Starting at the line below that contains "the foot, one" and running through the last line, both included, give those lines as a JSON list of strings, one string per line, skipping any blank lines.

-- begin Material supplied --

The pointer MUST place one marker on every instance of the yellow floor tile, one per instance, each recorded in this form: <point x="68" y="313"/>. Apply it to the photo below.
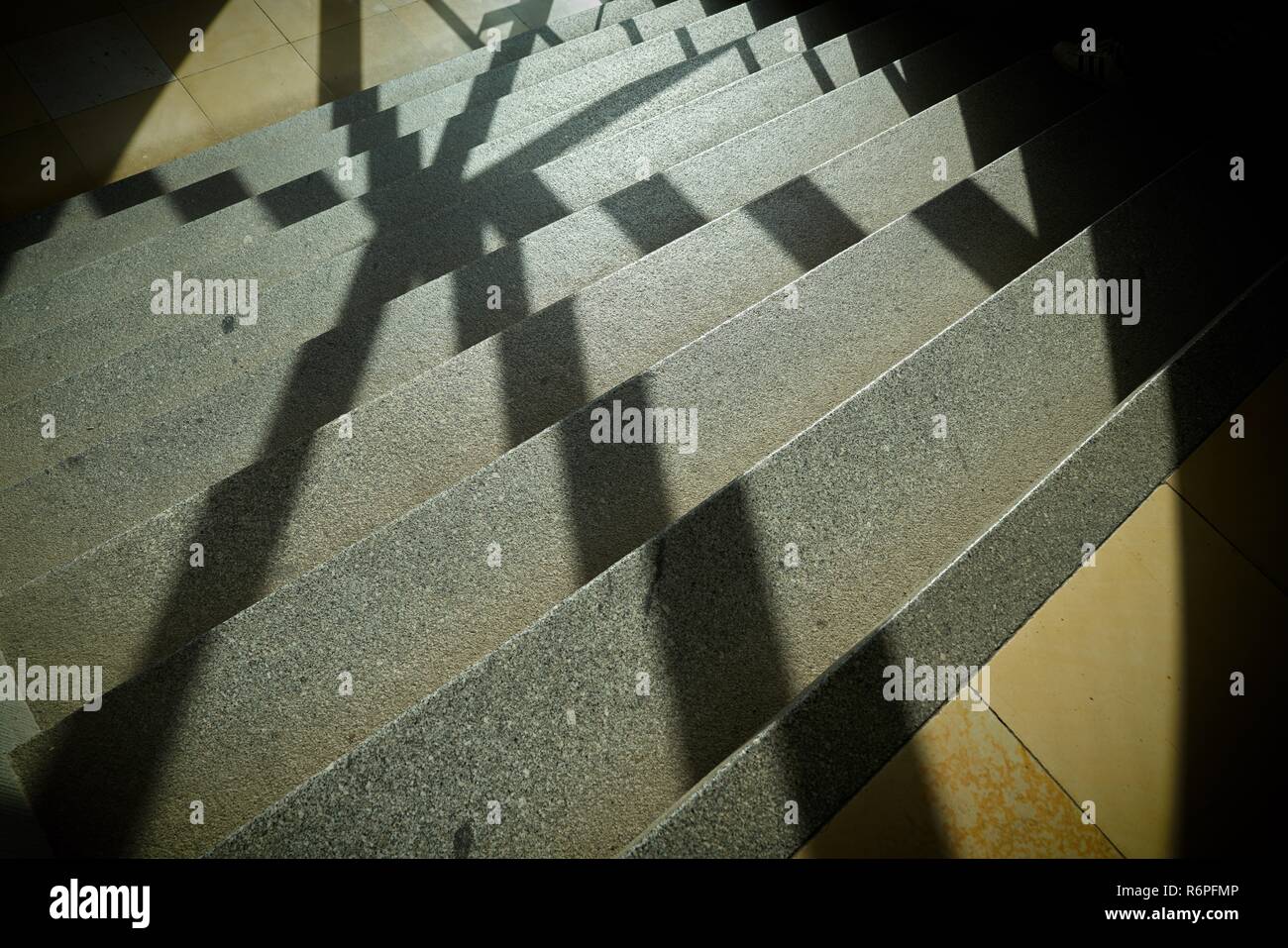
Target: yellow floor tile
<point x="138" y="132"/>
<point x="451" y="27"/>
<point x="301" y="18"/>
<point x="258" y="90"/>
<point x="20" y="108"/>
<point x="233" y="30"/>
<point x="962" y="788"/>
<point x="364" y="54"/>
<point x="1120" y="685"/>
<point x="21" y="185"/>
<point x="1237" y="483"/>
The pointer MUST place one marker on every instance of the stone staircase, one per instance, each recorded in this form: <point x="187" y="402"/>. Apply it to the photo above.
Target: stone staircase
<point x="361" y="574"/>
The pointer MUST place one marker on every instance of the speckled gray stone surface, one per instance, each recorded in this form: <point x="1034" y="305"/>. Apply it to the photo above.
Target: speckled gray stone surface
<point x="552" y="730"/>
<point x="494" y="206"/>
<point x="838" y="733"/>
<point x="473" y="67"/>
<point x="252" y="707"/>
<point x="291" y="184"/>
<point x="393" y="188"/>
<point x="20" y="832"/>
<point x="857" y="192"/>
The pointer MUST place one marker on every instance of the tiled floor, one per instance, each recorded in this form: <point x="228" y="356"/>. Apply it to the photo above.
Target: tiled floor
<point x="1119" y="689"/>
<point x="111" y="88"/>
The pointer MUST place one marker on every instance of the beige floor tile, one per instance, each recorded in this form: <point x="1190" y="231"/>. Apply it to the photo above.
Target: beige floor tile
<point x="138" y="132"/>
<point x="300" y="18"/>
<point x="1237" y="483"/>
<point x="962" y="788"/>
<point x="258" y="90"/>
<point x="20" y="108"/>
<point x="539" y="12"/>
<point x="1120" y="685"/>
<point x="364" y="54"/>
<point x="451" y="27"/>
<point x="233" y="30"/>
<point x="21" y="155"/>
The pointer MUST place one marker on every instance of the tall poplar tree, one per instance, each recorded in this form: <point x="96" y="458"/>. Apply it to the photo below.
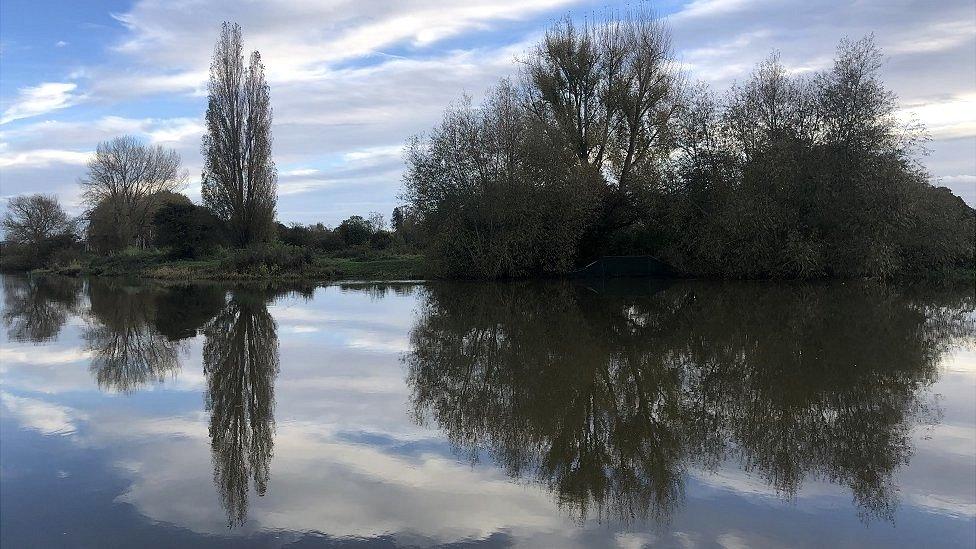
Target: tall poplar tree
<point x="239" y="177"/>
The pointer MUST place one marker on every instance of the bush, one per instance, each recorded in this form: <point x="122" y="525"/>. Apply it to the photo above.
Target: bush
<point x="186" y="229"/>
<point x="267" y="259"/>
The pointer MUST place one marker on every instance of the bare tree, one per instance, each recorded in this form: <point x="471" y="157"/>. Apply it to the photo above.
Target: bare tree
<point x="239" y="176"/>
<point x="128" y="176"/>
<point x="34" y="219"/>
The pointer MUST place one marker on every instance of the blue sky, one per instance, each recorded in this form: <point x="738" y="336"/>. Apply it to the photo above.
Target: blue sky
<point x="351" y="81"/>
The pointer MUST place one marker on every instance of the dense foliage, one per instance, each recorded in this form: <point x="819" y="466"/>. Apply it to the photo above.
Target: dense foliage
<point x="600" y="150"/>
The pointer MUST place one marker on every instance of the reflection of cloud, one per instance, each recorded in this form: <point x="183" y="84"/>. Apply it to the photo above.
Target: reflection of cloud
<point x="50" y="419"/>
<point x="44" y="356"/>
<point x="340" y="488"/>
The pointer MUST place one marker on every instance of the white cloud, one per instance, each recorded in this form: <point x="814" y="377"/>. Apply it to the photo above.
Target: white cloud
<point x="945" y="119"/>
<point x="41" y="99"/>
<point x="41" y="158"/>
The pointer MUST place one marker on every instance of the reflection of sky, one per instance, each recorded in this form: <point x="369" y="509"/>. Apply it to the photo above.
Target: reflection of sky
<point x="350" y="463"/>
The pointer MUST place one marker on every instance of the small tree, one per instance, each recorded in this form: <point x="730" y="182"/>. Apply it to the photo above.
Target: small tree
<point x="354" y="231"/>
<point x="125" y="178"/>
<point x="35" y="219"/>
<point x="35" y="228"/>
<point x="186" y="229"/>
<point x="239" y="177"/>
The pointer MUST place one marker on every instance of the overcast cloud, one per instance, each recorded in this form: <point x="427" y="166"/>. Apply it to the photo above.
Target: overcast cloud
<point x="351" y="81"/>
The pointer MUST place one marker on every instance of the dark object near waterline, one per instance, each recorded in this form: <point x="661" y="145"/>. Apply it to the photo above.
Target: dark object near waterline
<point x="624" y="265"/>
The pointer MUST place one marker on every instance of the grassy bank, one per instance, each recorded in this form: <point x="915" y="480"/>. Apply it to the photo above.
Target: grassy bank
<point x="280" y="262"/>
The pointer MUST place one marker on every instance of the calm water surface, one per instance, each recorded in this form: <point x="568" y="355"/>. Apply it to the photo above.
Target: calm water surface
<point x="624" y="415"/>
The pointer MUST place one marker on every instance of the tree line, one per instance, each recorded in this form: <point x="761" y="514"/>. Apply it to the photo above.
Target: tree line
<point x="599" y="147"/>
<point x="132" y="190"/>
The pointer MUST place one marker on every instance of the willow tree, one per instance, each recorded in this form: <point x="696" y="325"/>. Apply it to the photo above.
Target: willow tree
<point x="239" y="177"/>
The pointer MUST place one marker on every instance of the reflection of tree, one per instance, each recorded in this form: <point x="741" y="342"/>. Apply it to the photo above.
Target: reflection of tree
<point x="241" y="362"/>
<point x="608" y="397"/>
<point x="135" y="330"/>
<point x="36" y="308"/>
<point x="184" y="309"/>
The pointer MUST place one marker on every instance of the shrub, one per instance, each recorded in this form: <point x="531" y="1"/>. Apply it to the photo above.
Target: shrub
<point x="266" y="259"/>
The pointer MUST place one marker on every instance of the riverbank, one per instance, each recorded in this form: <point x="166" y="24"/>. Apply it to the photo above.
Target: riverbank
<point x="237" y="266"/>
<point x="296" y="263"/>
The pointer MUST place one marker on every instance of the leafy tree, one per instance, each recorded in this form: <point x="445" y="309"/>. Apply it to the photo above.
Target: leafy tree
<point x="35" y="229"/>
<point x="188" y="230"/>
<point x="354" y="231"/>
<point x="126" y="179"/>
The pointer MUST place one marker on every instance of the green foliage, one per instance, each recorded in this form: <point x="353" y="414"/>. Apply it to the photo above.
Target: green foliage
<point x="786" y="177"/>
<point x="267" y="259"/>
<point x="187" y="230"/>
<point x="800" y="178"/>
<point x="354" y="231"/>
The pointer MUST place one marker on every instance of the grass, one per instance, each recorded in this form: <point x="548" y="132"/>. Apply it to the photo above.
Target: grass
<point x="235" y="265"/>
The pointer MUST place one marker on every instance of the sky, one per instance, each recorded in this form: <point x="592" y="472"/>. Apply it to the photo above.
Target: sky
<point x="352" y="80"/>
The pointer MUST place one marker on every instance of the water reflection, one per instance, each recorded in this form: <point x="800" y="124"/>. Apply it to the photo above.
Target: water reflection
<point x="128" y="350"/>
<point x="240" y="360"/>
<point x="134" y="336"/>
<point x="35" y="309"/>
<point x="608" y="397"/>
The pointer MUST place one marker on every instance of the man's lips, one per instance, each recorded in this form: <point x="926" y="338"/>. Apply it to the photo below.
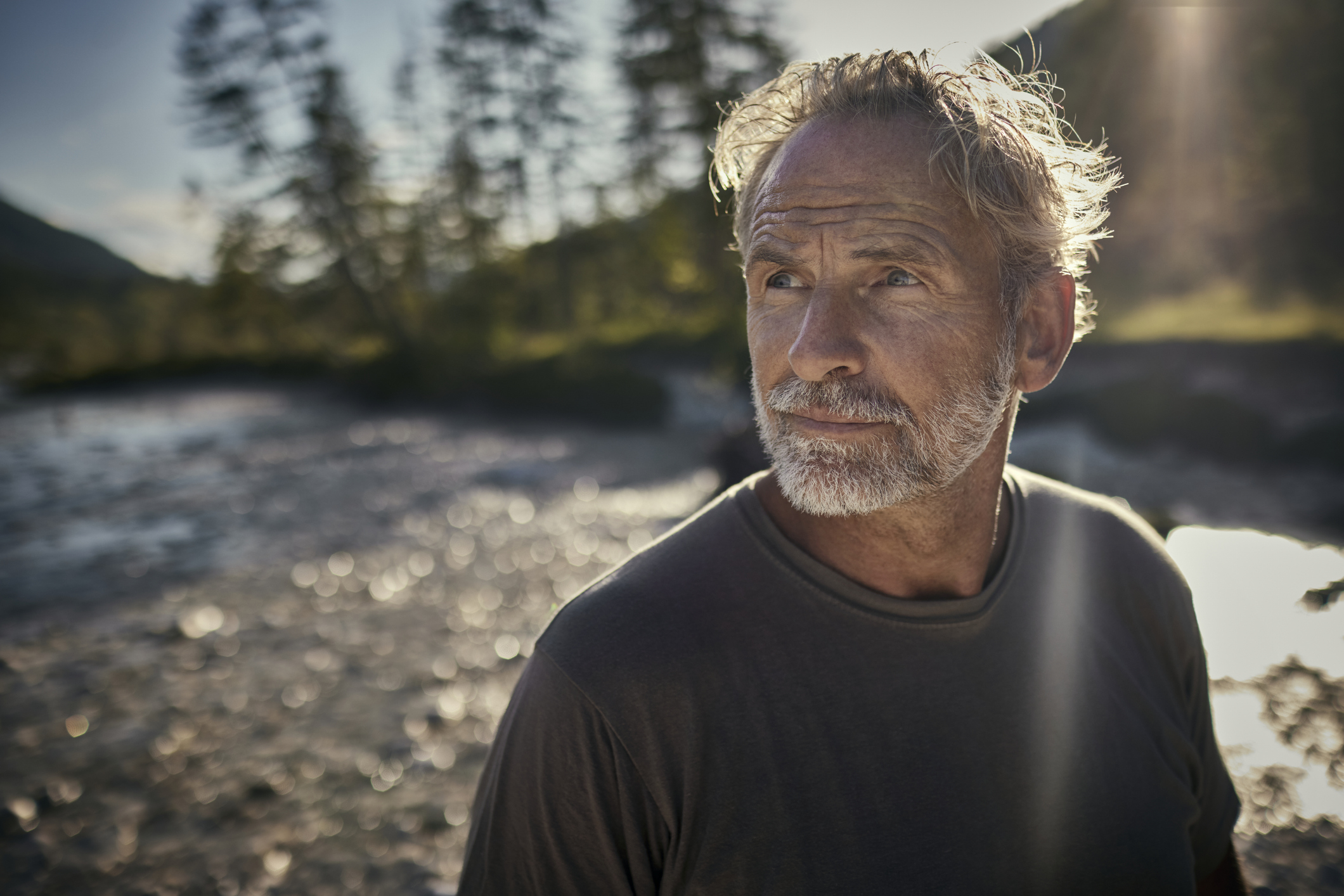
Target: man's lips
<point x="818" y="421"/>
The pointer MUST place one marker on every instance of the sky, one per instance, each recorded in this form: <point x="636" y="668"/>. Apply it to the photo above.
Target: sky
<point x="92" y="135"/>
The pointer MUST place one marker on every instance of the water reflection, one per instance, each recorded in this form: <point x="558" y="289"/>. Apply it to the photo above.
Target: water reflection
<point x="1248" y="591"/>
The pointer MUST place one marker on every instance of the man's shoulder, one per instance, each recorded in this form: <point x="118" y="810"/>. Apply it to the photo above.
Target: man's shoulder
<point x="663" y="596"/>
<point x="1104" y="535"/>
<point x="1056" y="504"/>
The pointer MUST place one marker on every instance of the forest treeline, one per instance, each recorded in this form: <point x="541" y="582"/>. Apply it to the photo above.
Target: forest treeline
<point x="540" y="233"/>
<point x="417" y="266"/>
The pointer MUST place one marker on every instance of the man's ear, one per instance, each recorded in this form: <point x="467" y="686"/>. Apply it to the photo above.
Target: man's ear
<point x="1046" y="332"/>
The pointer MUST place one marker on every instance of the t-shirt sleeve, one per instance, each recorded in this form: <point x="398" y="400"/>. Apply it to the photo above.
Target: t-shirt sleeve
<point x="561" y="809"/>
<point x="1218" y="802"/>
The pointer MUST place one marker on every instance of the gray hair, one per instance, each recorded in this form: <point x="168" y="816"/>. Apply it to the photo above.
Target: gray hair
<point x="998" y="139"/>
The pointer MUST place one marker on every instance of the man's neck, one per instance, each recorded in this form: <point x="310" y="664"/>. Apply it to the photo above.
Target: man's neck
<point x="944" y="546"/>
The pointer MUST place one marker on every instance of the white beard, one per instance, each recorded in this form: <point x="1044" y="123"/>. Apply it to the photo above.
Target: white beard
<point x="912" y="460"/>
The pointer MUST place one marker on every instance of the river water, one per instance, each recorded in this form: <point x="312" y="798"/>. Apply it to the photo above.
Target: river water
<point x="259" y="637"/>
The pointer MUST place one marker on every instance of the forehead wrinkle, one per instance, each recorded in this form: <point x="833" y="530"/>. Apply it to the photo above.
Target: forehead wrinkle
<point x="908" y="240"/>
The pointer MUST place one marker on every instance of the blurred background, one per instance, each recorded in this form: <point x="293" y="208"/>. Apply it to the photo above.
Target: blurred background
<point x="344" y="342"/>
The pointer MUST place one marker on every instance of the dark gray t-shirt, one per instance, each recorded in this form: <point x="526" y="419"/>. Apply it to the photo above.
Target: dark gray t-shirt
<point x="723" y="715"/>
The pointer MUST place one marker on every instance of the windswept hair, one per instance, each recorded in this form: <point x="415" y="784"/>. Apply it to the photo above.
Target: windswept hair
<point x="998" y="139"/>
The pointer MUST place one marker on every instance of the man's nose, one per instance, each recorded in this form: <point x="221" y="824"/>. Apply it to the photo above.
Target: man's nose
<point x="828" y="340"/>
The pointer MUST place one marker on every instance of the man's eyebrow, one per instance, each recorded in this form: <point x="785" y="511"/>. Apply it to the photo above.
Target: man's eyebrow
<point x="766" y="254"/>
<point x="906" y="252"/>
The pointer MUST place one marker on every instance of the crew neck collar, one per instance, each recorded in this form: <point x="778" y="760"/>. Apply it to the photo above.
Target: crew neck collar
<point x="943" y="610"/>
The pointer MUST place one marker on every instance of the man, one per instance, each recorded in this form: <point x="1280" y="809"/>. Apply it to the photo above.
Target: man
<point x="893" y="664"/>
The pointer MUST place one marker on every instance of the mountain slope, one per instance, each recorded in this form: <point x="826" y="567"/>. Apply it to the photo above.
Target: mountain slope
<point x="31" y="245"/>
<point x="1229" y="125"/>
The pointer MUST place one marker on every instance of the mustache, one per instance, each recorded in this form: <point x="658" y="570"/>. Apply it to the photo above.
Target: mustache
<point x="856" y="399"/>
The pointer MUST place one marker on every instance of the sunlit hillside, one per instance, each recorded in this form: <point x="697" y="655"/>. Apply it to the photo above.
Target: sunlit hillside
<point x="1227" y="122"/>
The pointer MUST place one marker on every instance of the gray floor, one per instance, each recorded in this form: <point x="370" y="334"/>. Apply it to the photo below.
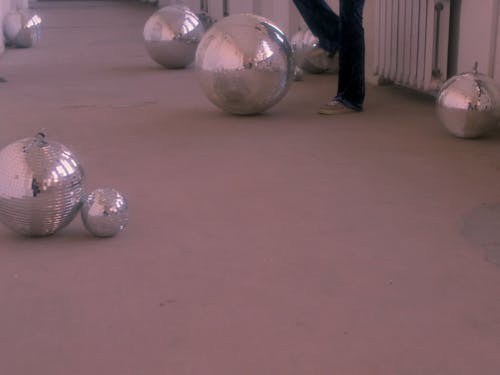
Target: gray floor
<point x="286" y="243"/>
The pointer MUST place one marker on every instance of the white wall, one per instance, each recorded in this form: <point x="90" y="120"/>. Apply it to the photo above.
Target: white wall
<point x="478" y="36"/>
<point x="5" y="7"/>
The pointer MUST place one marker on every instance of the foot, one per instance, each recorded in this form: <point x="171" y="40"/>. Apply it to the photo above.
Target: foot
<point x="334" y="107"/>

-- end Material supplied --

Full response:
[
  "The pointer MUST place one marker on every instance of the foot, one per instance, each recorded in this form: <point x=\"171\" y=\"40\"/>. Apply it to the photo above.",
  "Target: foot",
  "<point x=\"334\" y=\"107\"/>"
]